[Stored items]
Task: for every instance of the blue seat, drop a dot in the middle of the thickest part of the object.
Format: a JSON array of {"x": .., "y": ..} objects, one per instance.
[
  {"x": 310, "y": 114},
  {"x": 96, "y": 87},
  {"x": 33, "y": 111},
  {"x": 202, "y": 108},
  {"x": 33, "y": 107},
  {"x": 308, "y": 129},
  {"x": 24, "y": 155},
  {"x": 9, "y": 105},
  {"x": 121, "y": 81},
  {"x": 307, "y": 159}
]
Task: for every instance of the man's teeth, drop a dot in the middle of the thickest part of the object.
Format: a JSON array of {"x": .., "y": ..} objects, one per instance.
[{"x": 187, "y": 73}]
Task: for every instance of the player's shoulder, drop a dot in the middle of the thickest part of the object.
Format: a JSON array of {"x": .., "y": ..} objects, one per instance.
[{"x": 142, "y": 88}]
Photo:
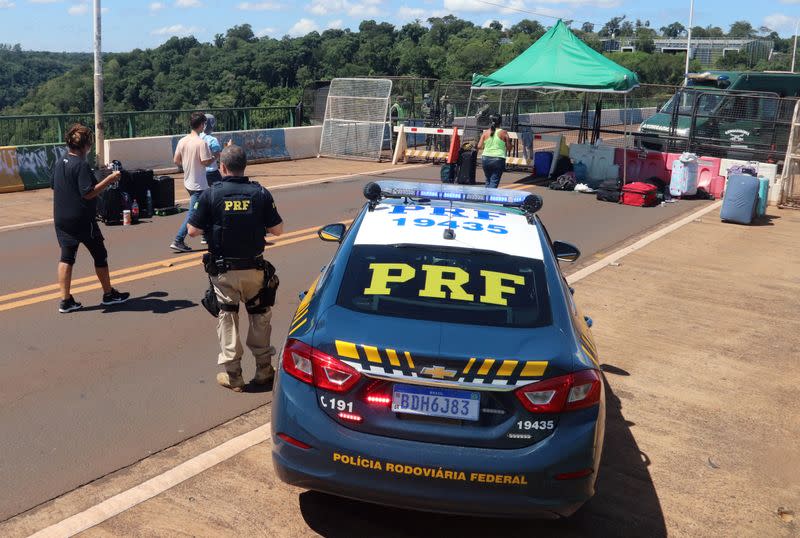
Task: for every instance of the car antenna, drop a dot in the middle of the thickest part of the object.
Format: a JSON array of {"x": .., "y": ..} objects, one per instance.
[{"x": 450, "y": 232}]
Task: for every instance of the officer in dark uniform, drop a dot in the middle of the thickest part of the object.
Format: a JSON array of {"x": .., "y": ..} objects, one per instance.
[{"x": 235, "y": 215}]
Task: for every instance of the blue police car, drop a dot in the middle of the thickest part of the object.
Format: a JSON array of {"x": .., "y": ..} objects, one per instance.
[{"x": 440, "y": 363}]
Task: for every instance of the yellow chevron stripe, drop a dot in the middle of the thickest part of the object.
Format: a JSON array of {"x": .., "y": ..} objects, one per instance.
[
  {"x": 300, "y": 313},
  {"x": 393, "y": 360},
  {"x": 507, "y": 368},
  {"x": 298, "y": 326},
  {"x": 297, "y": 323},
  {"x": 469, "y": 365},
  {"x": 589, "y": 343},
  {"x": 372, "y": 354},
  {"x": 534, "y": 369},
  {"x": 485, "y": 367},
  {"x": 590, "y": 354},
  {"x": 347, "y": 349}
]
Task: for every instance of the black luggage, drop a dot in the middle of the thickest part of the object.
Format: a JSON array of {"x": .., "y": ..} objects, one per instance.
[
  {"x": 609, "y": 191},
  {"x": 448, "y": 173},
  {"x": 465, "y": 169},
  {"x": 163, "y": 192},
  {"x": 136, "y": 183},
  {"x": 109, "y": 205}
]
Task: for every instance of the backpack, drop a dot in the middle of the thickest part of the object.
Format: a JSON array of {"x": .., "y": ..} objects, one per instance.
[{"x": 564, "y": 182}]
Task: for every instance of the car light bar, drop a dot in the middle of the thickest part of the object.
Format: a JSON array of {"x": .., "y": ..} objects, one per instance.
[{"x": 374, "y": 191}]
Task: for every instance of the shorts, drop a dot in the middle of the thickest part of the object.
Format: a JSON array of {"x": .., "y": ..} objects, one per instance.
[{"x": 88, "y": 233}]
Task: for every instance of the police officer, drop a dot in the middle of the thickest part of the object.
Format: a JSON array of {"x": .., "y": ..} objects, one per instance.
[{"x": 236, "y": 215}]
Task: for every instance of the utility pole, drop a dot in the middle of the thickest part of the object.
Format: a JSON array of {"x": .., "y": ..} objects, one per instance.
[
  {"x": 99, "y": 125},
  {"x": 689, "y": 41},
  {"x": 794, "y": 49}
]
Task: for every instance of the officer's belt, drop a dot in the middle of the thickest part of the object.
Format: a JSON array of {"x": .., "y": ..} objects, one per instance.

■ About this task
Go through the records above and return each line in which the word "blue" occurs.

■ Solution for this problem
Task: for every instance of the blue seat, drop a dot in the middle of the thickest part of the object.
Task: for every instance of the blue police car, drop a dot in the middle of the thickest part of the object.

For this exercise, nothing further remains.